◆ **PROBLEM STATEMENT**: Please repeat the lines below exactly. Begin with the line containing "Tag each instance of the polished" and go on through the line containing "Tag each instance of the wooden cabinet".

DATA FOR THE TASK: Begin

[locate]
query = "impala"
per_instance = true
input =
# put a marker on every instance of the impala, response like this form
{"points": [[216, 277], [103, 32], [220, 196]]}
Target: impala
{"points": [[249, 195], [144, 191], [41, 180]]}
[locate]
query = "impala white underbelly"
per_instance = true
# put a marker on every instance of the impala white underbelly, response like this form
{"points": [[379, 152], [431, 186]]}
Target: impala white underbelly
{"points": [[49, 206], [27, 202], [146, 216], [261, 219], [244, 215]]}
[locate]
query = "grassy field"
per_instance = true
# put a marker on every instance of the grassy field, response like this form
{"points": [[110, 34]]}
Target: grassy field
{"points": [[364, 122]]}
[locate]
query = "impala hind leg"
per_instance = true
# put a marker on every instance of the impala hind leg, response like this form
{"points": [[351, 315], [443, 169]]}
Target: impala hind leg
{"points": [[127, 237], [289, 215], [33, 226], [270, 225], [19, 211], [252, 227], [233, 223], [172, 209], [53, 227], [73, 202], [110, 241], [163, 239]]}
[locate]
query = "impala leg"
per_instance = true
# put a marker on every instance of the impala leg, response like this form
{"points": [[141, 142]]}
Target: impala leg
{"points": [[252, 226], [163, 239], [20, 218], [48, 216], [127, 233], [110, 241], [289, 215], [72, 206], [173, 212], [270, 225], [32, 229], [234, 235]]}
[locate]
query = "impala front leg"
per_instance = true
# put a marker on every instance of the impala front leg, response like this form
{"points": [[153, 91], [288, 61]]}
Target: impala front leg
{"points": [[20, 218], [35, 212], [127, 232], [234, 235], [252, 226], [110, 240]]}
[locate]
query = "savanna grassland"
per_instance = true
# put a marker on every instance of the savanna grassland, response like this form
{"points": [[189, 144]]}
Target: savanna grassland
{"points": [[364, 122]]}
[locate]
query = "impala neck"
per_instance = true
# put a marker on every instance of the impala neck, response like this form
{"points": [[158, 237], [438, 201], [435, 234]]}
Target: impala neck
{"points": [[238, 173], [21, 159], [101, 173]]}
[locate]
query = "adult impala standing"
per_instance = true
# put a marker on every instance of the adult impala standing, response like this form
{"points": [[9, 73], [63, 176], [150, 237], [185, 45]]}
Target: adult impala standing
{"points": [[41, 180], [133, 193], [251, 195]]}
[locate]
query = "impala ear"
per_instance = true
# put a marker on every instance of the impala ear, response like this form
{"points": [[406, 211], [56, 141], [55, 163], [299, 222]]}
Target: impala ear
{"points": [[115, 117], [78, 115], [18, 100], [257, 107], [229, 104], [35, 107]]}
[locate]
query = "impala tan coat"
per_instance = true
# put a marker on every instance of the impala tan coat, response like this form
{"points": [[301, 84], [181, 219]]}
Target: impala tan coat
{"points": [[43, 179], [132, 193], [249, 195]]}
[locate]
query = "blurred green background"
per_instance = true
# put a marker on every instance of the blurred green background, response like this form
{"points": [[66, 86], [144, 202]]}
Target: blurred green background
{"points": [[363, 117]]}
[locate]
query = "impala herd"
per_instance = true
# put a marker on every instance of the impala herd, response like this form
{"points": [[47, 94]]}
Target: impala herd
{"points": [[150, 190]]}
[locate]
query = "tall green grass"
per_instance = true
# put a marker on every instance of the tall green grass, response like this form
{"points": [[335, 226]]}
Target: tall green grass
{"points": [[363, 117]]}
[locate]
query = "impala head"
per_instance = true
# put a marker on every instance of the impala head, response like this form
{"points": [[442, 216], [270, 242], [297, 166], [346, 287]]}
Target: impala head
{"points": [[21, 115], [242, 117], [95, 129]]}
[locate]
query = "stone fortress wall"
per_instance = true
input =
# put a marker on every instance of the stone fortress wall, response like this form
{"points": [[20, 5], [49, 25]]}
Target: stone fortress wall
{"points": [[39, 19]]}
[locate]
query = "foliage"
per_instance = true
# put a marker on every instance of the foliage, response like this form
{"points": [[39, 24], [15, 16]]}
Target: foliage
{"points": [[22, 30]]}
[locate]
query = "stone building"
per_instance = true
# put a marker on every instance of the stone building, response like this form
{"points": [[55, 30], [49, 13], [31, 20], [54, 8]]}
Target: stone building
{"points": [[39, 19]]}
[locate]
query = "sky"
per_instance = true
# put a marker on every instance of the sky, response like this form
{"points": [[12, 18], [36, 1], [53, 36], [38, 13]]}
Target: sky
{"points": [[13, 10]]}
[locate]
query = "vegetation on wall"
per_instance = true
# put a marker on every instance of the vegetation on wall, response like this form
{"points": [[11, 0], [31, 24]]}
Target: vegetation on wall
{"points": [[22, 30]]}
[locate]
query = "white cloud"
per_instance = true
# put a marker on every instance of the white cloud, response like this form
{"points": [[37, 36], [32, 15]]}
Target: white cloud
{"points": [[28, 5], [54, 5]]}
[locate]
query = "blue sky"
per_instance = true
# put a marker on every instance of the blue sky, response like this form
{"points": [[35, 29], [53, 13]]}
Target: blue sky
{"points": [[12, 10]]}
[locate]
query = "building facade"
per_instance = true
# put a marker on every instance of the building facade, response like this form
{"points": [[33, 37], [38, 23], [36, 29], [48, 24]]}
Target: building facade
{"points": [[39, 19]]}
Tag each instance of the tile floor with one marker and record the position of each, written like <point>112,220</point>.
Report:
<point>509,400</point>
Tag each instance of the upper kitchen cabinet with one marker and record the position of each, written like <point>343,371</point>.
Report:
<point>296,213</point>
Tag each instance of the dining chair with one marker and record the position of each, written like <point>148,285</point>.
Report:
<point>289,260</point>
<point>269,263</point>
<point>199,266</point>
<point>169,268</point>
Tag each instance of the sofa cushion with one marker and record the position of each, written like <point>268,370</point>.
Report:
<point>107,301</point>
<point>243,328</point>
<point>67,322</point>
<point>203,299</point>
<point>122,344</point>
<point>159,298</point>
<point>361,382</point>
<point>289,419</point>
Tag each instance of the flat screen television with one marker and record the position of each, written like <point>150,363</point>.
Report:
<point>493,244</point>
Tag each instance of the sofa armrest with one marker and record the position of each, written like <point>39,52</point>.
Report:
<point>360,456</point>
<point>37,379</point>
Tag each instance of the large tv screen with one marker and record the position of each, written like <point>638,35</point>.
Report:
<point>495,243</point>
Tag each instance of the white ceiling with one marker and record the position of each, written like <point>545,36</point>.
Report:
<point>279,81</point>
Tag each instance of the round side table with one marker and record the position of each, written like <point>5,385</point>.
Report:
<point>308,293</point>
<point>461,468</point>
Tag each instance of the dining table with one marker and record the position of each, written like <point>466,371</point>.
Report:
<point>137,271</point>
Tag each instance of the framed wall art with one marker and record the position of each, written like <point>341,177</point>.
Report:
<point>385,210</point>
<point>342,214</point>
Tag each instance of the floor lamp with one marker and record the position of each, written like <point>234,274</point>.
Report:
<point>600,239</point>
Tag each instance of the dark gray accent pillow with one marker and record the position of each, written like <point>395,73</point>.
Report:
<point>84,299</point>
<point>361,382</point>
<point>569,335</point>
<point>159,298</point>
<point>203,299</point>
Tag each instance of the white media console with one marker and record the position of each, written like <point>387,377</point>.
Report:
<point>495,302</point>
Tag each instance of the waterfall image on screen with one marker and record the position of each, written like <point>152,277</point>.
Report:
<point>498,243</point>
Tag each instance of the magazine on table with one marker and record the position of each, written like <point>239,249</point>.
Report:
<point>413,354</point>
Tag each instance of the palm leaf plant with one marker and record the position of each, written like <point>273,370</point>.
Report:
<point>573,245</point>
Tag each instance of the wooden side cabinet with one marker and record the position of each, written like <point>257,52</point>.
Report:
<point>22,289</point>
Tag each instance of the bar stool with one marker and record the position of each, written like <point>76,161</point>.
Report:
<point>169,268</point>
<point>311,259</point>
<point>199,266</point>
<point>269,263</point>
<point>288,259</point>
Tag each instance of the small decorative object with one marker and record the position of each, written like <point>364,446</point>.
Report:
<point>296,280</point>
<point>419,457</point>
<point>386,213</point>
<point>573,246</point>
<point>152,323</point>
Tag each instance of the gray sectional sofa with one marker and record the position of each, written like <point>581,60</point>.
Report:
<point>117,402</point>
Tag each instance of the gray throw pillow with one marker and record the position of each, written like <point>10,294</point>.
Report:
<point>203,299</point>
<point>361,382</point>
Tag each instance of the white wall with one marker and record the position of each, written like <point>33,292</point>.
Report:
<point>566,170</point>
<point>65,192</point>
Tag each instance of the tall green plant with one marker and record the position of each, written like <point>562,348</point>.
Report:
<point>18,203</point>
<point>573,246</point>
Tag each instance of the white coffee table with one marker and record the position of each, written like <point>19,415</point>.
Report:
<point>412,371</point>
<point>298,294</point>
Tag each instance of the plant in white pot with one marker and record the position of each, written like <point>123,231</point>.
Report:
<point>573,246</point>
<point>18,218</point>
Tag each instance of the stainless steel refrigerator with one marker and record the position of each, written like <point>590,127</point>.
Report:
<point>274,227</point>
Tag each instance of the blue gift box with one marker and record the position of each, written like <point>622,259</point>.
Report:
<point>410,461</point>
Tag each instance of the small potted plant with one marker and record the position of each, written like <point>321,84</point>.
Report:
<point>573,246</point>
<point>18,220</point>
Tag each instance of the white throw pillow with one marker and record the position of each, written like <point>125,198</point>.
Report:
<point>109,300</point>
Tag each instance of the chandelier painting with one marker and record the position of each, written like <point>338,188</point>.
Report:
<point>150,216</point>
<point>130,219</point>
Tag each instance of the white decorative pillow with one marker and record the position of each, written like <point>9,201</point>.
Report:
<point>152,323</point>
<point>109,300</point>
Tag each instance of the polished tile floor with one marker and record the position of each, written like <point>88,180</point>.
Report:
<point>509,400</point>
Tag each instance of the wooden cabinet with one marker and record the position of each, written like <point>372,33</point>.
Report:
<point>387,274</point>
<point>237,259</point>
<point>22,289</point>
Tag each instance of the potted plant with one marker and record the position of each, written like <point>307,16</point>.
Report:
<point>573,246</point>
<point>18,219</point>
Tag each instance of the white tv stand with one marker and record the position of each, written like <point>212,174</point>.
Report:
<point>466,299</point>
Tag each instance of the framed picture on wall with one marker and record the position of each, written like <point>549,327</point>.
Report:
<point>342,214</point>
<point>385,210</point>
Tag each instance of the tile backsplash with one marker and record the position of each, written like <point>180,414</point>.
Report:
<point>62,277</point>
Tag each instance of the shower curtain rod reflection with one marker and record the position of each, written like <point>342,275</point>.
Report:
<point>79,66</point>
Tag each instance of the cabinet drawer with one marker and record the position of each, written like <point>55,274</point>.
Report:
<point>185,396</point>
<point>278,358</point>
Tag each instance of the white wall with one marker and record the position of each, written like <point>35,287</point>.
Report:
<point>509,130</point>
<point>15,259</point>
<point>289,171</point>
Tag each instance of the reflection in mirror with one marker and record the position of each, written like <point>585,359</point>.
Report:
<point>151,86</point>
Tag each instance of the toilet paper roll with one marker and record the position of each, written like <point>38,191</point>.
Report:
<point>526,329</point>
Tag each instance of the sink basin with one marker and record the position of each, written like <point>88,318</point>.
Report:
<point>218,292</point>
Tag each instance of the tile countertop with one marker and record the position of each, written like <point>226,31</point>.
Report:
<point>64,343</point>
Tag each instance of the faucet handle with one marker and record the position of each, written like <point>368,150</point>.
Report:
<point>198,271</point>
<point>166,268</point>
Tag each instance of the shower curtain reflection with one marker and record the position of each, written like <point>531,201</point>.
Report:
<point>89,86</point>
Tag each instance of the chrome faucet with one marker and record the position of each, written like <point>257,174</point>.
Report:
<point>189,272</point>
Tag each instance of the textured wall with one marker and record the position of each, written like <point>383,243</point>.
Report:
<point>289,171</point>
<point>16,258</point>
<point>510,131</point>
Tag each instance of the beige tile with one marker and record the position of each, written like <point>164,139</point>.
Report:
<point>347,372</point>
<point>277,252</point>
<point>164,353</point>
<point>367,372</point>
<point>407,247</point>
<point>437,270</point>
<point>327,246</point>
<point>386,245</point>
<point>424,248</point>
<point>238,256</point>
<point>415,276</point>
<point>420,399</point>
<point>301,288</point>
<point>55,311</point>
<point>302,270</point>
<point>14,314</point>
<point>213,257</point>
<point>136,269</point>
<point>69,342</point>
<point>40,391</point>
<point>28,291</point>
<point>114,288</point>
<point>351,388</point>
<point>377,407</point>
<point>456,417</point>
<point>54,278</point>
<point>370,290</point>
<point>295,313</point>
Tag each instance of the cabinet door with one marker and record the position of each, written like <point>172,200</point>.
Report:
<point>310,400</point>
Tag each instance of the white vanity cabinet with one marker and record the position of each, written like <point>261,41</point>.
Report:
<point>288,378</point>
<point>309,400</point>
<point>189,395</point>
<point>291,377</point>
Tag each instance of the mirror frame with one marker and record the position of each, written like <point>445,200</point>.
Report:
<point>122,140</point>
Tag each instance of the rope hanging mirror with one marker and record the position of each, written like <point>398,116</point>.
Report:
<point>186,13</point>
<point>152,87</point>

DATA FOR THE TASK: End

◆ **PROBLEM SOLUTION**:
Tag each instance of the polished tile floor with one marker and record the position of each, written like <point>88,180</point>.
Report:
<point>509,400</point>
Tag each instance of the wooden cabinet with one marker and record the position of each, written like <point>372,33</point>.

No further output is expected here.